▸ TEXTAUSZUG
---+---

Ausgerechnet Beschäftigte in Berufen mit Fachkräftemangel kehren häufiger ihrem Job den Rücken und wechseln in Bereiche mit weniger Personalengpässen. Wechsel in die andere Richtung sind dagegen seltener. Damit geht dringend benötigtes Fachwissen verloren und der Fachkräftemangel verschärft sich. Um den Trend umzukehren, braucht es höhere Löhne, bessere Arbeitsbedingungen und mehr Aufstiegschancen in den Mangelberufen.
Der Fachkräftemangel in Deutschland verschärft sich, weil es nicht gelingt, die Fachkräfte in den Engpassberufen, also in Bereichen mit ausgeprägter Personalknappheit, zu halten. Von 2022 bis 2023 verließen – unter anderem wegen schlechter Arbeitsbedingungen und zu geringen Löhnen – etwa 191.000 Personen den Engpassbereich zugunsten von Jobs ohne Fachkräftemangel. Nur rund 167.000 kamen aus diesen Bereichen neu dazu. Unterm Strich fließt Personal ab – die Verbleibquote in Mangelberufen liegt 1,7 Prozentpunkte unter der in Jobs ohne Fachkräftemangel.
“Die aktuelle Wechseldynamik zwischen Jobs verschärft die ohnehin schon schwierige Situation in Bereichen wie der Pflege oder dem Handwerk. Wenn wir 24.000 Fachkräfte in einem Jahr verlieren, dann entspricht dies der Einwohnerzahl einer Kleinstadt. Wir müssen diesen Trend umkehren”, kommentiert unsere Arbeitsmarktexpertin Luisa Kunze die Ergebnisse einer Untersuchung des RWI – Leibniz-Institut für Wirtschaftsforschung in unserem Auftrag.

---+---

▸ BEREITGESTELLTE DATEN
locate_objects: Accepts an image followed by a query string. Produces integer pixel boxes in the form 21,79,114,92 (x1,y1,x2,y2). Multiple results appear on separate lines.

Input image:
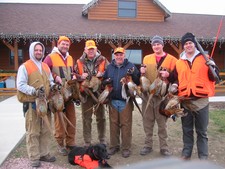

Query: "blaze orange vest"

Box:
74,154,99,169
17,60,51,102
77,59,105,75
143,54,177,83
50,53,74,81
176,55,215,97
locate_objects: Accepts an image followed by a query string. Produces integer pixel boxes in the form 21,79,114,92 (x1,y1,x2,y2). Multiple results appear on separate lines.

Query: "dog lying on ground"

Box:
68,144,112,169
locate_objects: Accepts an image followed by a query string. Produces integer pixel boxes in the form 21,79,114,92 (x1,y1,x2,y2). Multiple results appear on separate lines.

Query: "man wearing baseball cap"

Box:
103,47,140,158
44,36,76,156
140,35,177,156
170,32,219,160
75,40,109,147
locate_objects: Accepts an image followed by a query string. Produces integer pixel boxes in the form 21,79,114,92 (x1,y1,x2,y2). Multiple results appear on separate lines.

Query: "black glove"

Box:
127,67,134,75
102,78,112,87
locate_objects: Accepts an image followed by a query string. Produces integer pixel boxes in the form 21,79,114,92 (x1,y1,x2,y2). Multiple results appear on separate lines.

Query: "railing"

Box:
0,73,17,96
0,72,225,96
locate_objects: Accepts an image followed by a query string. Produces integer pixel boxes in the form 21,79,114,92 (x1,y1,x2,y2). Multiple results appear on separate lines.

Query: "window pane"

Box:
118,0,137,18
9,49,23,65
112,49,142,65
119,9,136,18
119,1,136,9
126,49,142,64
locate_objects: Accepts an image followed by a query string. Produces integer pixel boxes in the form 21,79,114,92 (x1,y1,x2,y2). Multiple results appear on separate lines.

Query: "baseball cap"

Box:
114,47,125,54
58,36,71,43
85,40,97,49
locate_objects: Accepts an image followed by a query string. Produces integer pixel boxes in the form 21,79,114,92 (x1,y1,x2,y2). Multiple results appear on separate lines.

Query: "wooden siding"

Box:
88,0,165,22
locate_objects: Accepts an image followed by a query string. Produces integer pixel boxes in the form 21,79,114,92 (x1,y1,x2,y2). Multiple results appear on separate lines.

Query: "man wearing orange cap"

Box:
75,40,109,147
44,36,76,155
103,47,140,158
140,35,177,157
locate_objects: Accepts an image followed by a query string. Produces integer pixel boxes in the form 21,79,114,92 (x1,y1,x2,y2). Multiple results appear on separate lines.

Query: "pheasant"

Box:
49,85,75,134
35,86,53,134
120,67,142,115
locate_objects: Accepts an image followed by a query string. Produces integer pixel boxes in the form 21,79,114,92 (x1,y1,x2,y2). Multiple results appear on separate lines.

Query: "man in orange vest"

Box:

---+---

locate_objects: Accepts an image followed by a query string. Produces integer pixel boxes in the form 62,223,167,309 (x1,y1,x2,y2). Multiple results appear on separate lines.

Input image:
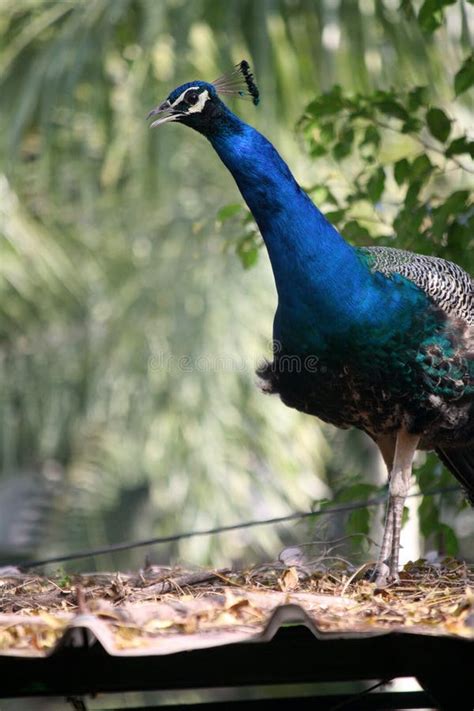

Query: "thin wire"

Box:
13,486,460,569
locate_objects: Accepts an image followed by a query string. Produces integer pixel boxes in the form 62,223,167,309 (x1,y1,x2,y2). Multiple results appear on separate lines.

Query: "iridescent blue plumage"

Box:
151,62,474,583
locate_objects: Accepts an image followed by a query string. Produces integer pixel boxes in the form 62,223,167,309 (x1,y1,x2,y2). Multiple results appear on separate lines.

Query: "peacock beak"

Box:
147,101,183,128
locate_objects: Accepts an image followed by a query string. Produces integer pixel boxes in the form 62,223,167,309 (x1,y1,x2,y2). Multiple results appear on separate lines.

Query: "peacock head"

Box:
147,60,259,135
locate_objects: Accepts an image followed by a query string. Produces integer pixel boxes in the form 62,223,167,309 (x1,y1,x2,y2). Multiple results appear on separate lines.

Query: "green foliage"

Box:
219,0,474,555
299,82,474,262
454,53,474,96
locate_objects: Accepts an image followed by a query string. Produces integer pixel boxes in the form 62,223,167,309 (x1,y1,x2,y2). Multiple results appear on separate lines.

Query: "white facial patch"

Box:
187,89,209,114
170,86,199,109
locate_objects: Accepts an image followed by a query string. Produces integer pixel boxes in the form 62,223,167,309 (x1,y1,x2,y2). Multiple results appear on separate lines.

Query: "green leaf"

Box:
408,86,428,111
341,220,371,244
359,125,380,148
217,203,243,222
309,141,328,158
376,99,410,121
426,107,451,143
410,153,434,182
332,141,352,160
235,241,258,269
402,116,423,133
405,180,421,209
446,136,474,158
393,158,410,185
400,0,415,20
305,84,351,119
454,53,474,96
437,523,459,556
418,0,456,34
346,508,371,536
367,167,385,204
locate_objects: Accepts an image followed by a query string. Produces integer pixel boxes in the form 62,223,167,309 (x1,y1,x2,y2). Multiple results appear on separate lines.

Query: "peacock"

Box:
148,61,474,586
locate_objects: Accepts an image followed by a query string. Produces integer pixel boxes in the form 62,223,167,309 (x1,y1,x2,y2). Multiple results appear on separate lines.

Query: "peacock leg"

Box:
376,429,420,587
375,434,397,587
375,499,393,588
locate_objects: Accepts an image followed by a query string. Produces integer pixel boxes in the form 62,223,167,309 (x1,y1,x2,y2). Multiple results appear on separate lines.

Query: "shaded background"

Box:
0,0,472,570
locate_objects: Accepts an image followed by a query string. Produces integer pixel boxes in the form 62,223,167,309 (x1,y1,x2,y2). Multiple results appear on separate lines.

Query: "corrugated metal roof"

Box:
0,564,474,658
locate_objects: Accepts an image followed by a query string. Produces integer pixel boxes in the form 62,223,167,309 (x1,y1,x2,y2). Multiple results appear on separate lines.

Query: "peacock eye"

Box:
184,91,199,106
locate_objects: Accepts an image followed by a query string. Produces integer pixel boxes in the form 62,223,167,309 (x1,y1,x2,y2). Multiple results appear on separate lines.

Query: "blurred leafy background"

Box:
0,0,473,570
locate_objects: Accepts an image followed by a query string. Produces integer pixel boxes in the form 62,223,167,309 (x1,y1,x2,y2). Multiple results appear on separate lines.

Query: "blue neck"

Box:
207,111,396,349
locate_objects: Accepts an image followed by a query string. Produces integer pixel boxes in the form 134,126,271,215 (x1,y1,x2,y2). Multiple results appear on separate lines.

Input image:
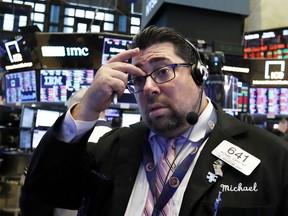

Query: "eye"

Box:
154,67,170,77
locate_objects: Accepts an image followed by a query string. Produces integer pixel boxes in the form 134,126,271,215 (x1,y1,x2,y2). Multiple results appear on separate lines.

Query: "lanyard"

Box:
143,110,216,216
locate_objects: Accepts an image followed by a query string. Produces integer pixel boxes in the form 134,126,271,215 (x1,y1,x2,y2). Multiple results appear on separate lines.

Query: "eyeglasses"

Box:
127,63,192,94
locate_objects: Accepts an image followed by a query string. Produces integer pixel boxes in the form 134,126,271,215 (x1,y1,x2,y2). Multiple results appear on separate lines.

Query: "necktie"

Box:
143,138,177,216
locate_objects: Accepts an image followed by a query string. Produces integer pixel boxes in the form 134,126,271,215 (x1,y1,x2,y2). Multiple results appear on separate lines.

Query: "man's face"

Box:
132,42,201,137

---+---

▸ ARBEITSAUFTRAG
Kopieren Sie aus dem Text zum Fachkräftemangel wortgetreu die Passage von „Ausgerechnet Beschäftigte in“ bis einschließlich „in den Mangelberufen.“. Die Zeilen spielen hierfür keine Rolle.

▸ ANTWORT
Ausgerechnet Beschäftigte in Berufen mit Fachkräftemangel kehren häufiger ihrem Job den Rücken und wechseln in Bereiche mit weniger Personalengpässen. Wechsel in die andere Richtung sind dagegen seltener. Damit geht dringend benötigtes Fachwissen verloren und der Fachkräftemangel verschärft sich. Um den Trend umzukehren, braucht es höhere Löhne, bessere Arbeitsbedingungen und mehr Aufstiegschancen in den Mangelberufen.